▶ [Supplied passage]
════
Ethiopia and Eritrea opened their border briefly in September 2018, but by December Eritrea had closed it again. Ostensibly this was an attempt to clamp down on unregulated cross-border trade. At the same time, the Tigrayan elite, which dominated politics in Ethiopia for 25 years, and now finds itself marginalised by Abiy, was in the process of expanding its local paramilitary capacity. The build-up, itself in part a symptom of Tigray’s misgivings about Issayas’s regime, fuelled reciprocal mistrust in Asmara.

Since February, and on through the Covid-19 pandemic, Addis Ababa has been trying to close the camp in Hitsats and relocate people to two other overcrowded camps in Tigray. (Hitsats was established seven years ago to deal with the lack of capacity in the existing camps around Shire.) But the peace deal in 2018, which earned Abiy a Nobel Prize, means that prima facie asylum status for Eritreans is no longer on the cards. That doesn’t mean they don’t need it. One young army defector we spoke with had been imprisoned as a 14-year-old for three years after trying to dodge military conscription; his father was being held by the regime. Another told us he was incarcerated in an underground prison for six months after being caught trying to flee to Ethiopia. His brother, also in Hitsats, said he had been imprisoned and tortured on three occasions for ‘prohibited business activities’.

Issayas is a recluse, and rumours were circulating that he had had a stroke and been flown to Saudi Arabia, or indeed that he was dead. But on 3 May he paid a surprise visit to Ethiopia (wearing a face mask) and met with Abiy and his entourage. The rapprochement has left Eritrean refugees miserably entangled in a game of political rivalry between Abiy’s federal government, which is cosying up to the Eritrean leadership, and the Tigray provincial administration, which is helping exiled Eritrean opposition groups unofficially operating in its territory.

Senior cadres of one of the groups, the Eritrean Movement for National Salvation, have told us of military training camps at Adwa, twenty miles from the border, where there are apparently hundreds of defectors from the Eritrean armed forces. A representative of the Eritrean Liberation Front, whose leadership split in January, told us that Tigray has promised several dissident groups a ‘special budget’ to deal with Covid-19. Eritrea has reported a total of 39 cases, of whom 30 have recovered and none have died. Ethiopia has reported 187 cases, of whom 93 have recovered and four have died. There are four cases in Tigray, according to the provincial health bureau; none of them came from Eritrea. The Ethiopian government recently announced that up to four hundred people who entered Ethiopia from Eritrea and Djibouti were being placed in quarantine.
════
▶ [Supplied material]
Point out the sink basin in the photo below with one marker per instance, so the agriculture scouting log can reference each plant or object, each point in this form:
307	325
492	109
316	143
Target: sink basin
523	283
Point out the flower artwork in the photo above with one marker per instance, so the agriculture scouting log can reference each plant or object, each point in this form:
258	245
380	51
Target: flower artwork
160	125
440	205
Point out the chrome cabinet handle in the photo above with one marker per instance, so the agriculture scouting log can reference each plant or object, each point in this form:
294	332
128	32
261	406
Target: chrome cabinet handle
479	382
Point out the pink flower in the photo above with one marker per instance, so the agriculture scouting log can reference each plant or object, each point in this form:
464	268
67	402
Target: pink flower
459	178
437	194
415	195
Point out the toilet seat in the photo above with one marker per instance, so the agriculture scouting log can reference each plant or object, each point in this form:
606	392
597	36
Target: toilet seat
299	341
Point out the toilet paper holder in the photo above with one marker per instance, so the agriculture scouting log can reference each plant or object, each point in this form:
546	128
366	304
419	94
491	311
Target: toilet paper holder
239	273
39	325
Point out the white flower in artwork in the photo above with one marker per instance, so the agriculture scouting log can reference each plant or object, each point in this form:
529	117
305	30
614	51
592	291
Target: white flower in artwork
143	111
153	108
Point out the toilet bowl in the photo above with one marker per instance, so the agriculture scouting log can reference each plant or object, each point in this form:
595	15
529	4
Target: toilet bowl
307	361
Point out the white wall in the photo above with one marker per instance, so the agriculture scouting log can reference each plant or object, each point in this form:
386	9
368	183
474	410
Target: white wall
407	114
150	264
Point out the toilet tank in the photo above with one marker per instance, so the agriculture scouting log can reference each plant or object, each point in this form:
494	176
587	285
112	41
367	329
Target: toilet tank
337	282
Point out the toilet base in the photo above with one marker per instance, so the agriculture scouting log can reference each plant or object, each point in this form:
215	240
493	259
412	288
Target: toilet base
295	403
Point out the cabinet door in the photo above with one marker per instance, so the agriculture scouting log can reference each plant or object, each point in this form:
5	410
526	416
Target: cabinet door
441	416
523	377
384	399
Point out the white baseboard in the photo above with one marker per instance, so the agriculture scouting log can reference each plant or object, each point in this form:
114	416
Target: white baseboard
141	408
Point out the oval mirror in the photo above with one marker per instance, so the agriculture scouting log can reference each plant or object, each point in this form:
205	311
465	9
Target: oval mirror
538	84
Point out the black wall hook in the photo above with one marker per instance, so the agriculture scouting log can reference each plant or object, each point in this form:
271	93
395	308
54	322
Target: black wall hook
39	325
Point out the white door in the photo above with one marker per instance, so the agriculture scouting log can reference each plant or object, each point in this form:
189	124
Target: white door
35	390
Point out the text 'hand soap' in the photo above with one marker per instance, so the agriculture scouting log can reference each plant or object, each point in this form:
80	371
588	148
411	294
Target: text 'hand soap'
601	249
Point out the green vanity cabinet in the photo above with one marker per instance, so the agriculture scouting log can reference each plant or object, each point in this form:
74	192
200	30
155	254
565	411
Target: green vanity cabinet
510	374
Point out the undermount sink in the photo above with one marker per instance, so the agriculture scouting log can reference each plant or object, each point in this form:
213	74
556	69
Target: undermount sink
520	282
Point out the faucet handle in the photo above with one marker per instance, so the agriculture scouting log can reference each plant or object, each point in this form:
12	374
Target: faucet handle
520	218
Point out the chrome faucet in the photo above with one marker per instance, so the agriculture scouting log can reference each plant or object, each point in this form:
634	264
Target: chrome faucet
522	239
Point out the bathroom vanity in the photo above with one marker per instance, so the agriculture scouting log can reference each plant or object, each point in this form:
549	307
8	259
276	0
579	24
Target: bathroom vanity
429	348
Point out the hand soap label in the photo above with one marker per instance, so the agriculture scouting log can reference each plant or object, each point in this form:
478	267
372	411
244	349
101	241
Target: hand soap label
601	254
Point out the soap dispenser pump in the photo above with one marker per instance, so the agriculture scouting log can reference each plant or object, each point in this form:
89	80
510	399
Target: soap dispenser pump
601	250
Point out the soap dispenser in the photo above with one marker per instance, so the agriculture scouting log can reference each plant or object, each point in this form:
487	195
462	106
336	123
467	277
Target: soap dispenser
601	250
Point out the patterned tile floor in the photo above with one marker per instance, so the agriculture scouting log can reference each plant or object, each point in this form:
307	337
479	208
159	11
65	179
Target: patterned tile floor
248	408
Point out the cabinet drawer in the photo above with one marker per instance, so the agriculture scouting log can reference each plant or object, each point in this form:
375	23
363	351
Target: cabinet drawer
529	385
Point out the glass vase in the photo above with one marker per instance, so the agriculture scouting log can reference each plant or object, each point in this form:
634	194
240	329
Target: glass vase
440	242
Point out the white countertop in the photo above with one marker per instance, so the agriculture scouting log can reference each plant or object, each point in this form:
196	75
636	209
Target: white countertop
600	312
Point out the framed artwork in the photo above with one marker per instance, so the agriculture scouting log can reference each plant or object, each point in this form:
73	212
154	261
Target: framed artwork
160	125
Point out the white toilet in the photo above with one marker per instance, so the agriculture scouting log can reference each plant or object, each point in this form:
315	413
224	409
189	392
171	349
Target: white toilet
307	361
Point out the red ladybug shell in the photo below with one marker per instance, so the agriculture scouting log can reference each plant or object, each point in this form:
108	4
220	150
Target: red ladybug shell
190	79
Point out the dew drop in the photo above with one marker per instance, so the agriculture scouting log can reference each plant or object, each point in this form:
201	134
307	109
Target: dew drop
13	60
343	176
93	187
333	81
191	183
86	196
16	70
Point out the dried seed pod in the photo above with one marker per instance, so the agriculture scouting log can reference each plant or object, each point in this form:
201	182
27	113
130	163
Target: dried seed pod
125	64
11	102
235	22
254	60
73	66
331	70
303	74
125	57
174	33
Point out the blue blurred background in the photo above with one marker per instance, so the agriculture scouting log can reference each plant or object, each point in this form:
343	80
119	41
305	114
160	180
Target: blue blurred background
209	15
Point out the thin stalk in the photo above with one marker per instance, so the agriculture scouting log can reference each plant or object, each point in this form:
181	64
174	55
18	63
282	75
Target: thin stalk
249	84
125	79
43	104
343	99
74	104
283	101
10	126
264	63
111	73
════
▶ [Using the information]
1. In the passage on Ethiopia and Eritrea, on what date did Issayas pay a surprise visit to Ethiopia?
2. Please return the stretch of the passage on Ethiopia and Eritrea from "Ethiopia and Eritrea" through "mistrust in Asmara.".
3. Resume the passage on Ethiopia and Eritrea, picking up right after its final sentence.
The records are separate material and are not part of the passage on Ethiopia and Eritrea.

▶ [Task-by-task answers]
1. On 3 May.

2.
Ethiopia and Eritrea opened their border briefly in September 2018, but by December Eritrea had closed it again. Ostensibly this was an attempt to clamp down on unregulated cross-border trade. At the same time, the Tigrayan elite, which dominated politics in Ethiopia for 25 years, and now finds itself marginalised by Abiy, was in the process of expanding its local paramilitary capacity. The build-up, itself in part a symptom of Tigray’s misgivings about Issayas’s regime, fuelled reciprocal mistrust in Asmara.

3.
In March, refugees in Hitsats told us, a group of Tigrayans in uniform and Eritrean opposition militants entered the camp with pistols, trying to press-gang refugees into one of the armed Eritrean opposition groups in Tigray. They were told to chant: ‘Down with Issayas! Down with Abiy!’ The Tigray provincial government, at odds with both Asmara and Addis, finds it opportune to speak of its ‘blood ties’ with Eritreans: it does not want to follow Abiy’s policy and shut its doors to refugees from Eritrea, but has instead introduced medical screening at the border. Tigray declared a state of emergency towards the end of March, before the federal government. Eritreans were told to remain in the camp and wash their hands, but water is as scarce as before. There are no special provisions in case of an outbreak.

Last month, divisions among refugee committee members emerged after the chairman and vice chairman were promised an expedited resettlement by camp staff to encourage support for closure of the camp. Fighting broke out and stones were thrown. Refugees who oppose the closure are afraid of reprisals, and sleep in a different shelter each night. Before the peace deal, especially outspoken refugees were often forced to make false confessions and declare themselves ‘Eritrean spies’. Several were imprisoned at the end of March but released after a few days. Some want to be relocated elsewhere in Ethiopia, as insecurity heightens, along with fear of deportations.